What needs to be done - Print the stretch of the essay below from "Saturday, March30, 2024" through "to ask questions.", word for word.

Document -
▼

For my kids and theirs

Saturday, March30, 2024

The big tree at Big Tree Park, Glendora, CA. CarolAnn and I lived half a block away. Photo by Jeremy Bishop on Unsplash

I wish I knew more about the lives of my parents and theirs. My dad, born in 1929, was of a generation that believed children should be seen and not heard. It sounds mean but it was common sense at the time. Dad just figured if I were going to be in the room with adults it would be better for all of us if I sat quietly and just listened. I could learn and they wouldn’t be bothered by my childish interruptions. That probably makes some sense but it didn’t allow me to ask questions.

The attitude extended to what amounted to an information blackout. The grownups wouldn’t tell me much about their younger lives. They’d drop a little nugget here and there but if I asked a follow-up question or two we soon got to the point where I was told, “That was a long time ago. Go outside and play.”

My childhood was a long time ago and I still want to know more about the people who gave me life, loved, and taught me. That’s why I write these essays so that my kids and theirs can know me better than conversation ever allowed.

▲

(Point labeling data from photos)
▼

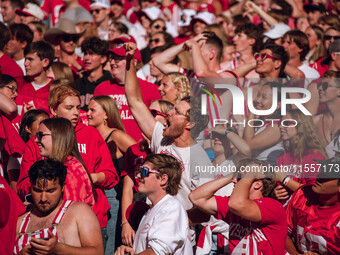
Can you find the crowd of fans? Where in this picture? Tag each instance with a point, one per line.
(102, 131)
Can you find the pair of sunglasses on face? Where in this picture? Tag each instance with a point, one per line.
(145, 171)
(154, 113)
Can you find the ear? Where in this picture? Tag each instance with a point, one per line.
(53, 112)
(45, 62)
(28, 130)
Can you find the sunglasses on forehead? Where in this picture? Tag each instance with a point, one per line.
(145, 171)
(155, 113)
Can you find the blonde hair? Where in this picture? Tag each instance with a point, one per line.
(58, 95)
(307, 137)
(180, 80)
(110, 107)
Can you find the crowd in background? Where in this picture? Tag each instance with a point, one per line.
(100, 86)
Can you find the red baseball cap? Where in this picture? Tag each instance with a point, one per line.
(119, 50)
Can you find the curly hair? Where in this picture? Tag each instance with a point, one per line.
(180, 80)
(307, 137)
(170, 166)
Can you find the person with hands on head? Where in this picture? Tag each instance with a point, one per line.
(56, 226)
(164, 228)
(256, 221)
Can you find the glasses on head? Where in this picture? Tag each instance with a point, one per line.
(262, 56)
(329, 37)
(12, 88)
(39, 135)
(145, 171)
(157, 26)
(96, 11)
(155, 113)
(69, 38)
(155, 40)
(324, 85)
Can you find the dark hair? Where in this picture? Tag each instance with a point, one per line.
(253, 32)
(22, 33)
(301, 40)
(170, 166)
(47, 170)
(27, 120)
(5, 36)
(95, 45)
(43, 50)
(279, 53)
(216, 42)
(6, 79)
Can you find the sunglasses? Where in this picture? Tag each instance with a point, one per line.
(324, 85)
(69, 38)
(145, 171)
(287, 123)
(262, 56)
(155, 40)
(39, 135)
(329, 37)
(12, 88)
(96, 11)
(154, 113)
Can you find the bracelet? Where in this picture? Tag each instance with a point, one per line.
(285, 180)
(123, 223)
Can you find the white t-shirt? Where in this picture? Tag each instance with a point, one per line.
(164, 228)
(162, 145)
(310, 74)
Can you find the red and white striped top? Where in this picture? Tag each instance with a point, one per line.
(25, 238)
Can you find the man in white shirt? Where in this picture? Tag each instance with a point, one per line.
(164, 227)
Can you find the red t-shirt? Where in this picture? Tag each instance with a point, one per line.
(11, 208)
(133, 159)
(313, 227)
(28, 95)
(247, 237)
(96, 156)
(116, 91)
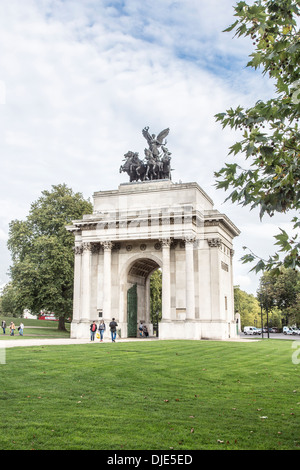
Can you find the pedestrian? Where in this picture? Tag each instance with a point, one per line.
(12, 328)
(21, 328)
(93, 329)
(102, 328)
(145, 331)
(113, 329)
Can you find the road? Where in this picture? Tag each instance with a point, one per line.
(272, 336)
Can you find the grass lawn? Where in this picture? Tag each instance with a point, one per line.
(159, 395)
(34, 329)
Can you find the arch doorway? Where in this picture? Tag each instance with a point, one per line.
(138, 294)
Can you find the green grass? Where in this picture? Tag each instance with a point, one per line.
(158, 395)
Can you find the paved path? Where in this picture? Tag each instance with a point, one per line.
(66, 341)
(61, 341)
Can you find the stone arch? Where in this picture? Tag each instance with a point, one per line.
(137, 271)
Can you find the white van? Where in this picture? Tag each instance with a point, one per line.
(250, 330)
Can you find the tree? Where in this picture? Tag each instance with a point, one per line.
(9, 301)
(271, 137)
(247, 306)
(42, 252)
(155, 295)
(281, 292)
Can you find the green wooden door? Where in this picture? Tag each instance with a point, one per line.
(132, 311)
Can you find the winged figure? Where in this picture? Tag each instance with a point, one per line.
(155, 142)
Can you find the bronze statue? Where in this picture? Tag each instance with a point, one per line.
(156, 164)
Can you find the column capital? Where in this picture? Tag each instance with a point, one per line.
(189, 240)
(86, 246)
(165, 242)
(214, 242)
(77, 250)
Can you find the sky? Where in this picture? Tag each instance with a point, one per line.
(80, 79)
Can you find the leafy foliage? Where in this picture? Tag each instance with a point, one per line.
(42, 252)
(271, 133)
(281, 292)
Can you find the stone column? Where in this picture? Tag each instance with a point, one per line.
(215, 244)
(189, 278)
(86, 281)
(166, 280)
(107, 246)
(77, 283)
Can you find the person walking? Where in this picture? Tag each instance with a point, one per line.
(101, 329)
(113, 329)
(93, 329)
(21, 329)
(12, 328)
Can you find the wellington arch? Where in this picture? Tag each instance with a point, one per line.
(147, 225)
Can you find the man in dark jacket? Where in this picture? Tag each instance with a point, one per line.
(93, 329)
(113, 329)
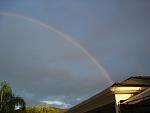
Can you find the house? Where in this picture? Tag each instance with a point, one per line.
(129, 96)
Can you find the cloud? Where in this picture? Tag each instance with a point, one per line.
(56, 103)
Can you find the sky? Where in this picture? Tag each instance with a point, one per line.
(44, 67)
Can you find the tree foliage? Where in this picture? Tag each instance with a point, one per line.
(9, 102)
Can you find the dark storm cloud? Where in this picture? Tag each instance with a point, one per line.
(46, 69)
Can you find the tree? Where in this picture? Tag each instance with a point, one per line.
(8, 101)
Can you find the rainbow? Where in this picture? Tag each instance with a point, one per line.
(66, 37)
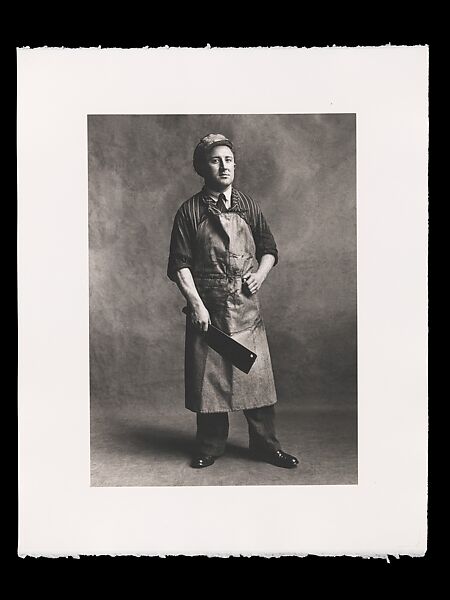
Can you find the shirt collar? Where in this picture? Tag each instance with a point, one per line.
(236, 205)
(215, 195)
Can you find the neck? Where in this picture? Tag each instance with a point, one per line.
(215, 193)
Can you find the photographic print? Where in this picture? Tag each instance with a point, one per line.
(216, 240)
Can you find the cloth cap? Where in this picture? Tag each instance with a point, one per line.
(206, 143)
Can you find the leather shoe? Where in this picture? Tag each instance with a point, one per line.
(278, 458)
(199, 462)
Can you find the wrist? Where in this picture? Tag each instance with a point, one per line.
(195, 303)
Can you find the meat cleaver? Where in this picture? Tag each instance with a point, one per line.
(240, 356)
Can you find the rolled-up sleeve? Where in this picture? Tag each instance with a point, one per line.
(180, 254)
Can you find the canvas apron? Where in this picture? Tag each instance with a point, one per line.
(224, 255)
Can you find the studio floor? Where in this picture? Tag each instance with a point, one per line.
(136, 446)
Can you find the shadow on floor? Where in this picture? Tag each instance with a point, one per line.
(157, 440)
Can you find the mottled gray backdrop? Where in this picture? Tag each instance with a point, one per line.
(302, 171)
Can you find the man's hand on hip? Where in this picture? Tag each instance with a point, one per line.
(254, 282)
(200, 317)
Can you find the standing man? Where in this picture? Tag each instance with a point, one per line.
(221, 251)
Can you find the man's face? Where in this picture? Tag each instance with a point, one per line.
(219, 168)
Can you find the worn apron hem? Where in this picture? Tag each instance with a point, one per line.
(246, 407)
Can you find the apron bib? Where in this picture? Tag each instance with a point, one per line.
(224, 255)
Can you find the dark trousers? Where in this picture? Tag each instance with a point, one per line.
(212, 431)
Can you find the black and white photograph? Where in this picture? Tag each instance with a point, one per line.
(222, 254)
(222, 298)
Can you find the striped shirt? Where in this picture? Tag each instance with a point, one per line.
(195, 209)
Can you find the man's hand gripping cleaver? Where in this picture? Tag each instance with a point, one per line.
(240, 356)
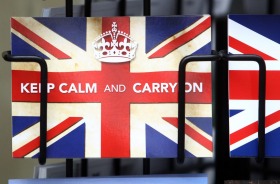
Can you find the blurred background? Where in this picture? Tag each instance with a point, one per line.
(219, 168)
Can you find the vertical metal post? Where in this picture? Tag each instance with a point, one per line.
(88, 8)
(147, 7)
(69, 168)
(69, 8)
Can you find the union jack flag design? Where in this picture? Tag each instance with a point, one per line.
(253, 34)
(101, 109)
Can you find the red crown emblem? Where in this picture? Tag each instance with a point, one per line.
(107, 48)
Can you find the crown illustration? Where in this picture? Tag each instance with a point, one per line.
(107, 48)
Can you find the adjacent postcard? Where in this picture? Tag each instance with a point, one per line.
(112, 86)
(253, 34)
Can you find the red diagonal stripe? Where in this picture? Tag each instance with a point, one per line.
(246, 49)
(253, 128)
(38, 40)
(192, 133)
(183, 39)
(52, 133)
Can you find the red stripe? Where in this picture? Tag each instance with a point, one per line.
(183, 39)
(38, 40)
(52, 133)
(253, 128)
(115, 107)
(192, 133)
(246, 49)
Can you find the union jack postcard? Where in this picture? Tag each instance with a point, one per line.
(253, 34)
(112, 86)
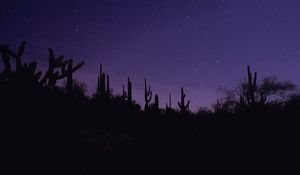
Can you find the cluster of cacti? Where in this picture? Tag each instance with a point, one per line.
(156, 102)
(252, 95)
(103, 86)
(28, 71)
(147, 95)
(52, 75)
(169, 106)
(251, 86)
(127, 95)
(184, 107)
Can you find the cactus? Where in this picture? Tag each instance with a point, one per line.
(183, 107)
(251, 87)
(51, 76)
(147, 95)
(107, 86)
(5, 58)
(127, 95)
(25, 71)
(103, 89)
(124, 93)
(156, 102)
(17, 55)
(169, 106)
(69, 74)
(129, 89)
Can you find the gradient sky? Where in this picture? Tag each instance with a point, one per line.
(201, 45)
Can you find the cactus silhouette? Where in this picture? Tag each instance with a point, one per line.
(251, 86)
(156, 102)
(103, 86)
(169, 106)
(51, 76)
(127, 95)
(24, 71)
(147, 95)
(184, 107)
(69, 74)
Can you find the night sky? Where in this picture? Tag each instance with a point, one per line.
(202, 45)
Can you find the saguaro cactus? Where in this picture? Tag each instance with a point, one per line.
(127, 95)
(103, 86)
(147, 95)
(184, 107)
(52, 76)
(251, 87)
(129, 89)
(17, 55)
(156, 102)
(69, 74)
(169, 106)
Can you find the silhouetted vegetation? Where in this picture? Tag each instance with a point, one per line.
(51, 129)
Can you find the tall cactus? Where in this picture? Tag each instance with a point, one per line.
(69, 74)
(184, 107)
(51, 76)
(169, 106)
(156, 102)
(5, 57)
(251, 87)
(129, 89)
(18, 55)
(147, 95)
(127, 95)
(103, 86)
(25, 71)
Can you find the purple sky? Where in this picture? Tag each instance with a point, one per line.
(198, 44)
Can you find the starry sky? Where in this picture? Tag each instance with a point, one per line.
(202, 45)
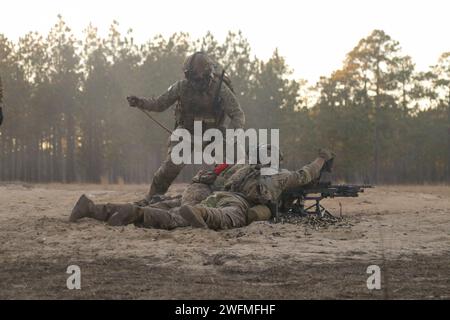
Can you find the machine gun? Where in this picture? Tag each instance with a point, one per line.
(293, 200)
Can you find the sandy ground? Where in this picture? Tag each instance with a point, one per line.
(405, 230)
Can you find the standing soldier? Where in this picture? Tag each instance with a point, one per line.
(1, 101)
(202, 96)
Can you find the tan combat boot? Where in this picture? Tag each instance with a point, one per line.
(83, 209)
(196, 216)
(126, 214)
(258, 213)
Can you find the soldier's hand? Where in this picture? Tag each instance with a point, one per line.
(135, 102)
(326, 154)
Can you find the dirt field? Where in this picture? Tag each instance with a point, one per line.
(404, 230)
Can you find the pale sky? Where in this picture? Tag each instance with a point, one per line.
(313, 36)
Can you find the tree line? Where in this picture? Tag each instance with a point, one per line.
(67, 120)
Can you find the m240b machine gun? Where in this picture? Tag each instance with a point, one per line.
(292, 201)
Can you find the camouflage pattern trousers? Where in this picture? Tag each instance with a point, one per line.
(224, 210)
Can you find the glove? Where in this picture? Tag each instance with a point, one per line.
(205, 176)
(135, 102)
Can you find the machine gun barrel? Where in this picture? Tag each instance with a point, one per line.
(293, 200)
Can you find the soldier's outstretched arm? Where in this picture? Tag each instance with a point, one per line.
(232, 108)
(161, 103)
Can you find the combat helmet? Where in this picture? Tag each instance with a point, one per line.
(198, 70)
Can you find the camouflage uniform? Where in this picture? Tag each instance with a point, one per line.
(192, 105)
(246, 188)
(160, 215)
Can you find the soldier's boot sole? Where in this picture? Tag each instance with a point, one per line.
(193, 217)
(81, 209)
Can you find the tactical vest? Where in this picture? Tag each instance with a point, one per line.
(256, 188)
(193, 106)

▲

Task solution -
Saturday, March30, 2024

The big tree at Big Tree Park, Glendora, CA. CarolAnn and I lived half a block away. Photo by Jeremy Bishop on Unsplash

I wish I knew more about the lives of my parents and theirs. My dad, born in 1929, was of a generation that believed children should be seen and not heard. It sounds mean but it was common sense at the time. Dad just figured if I were going to be in the room with adults it would be better for all of us if I sat quietly and just listened. I could learn and they wouldn’t be bothered by my childish interruptions. That probably makes some sense but it didn’t allow me to ask questions.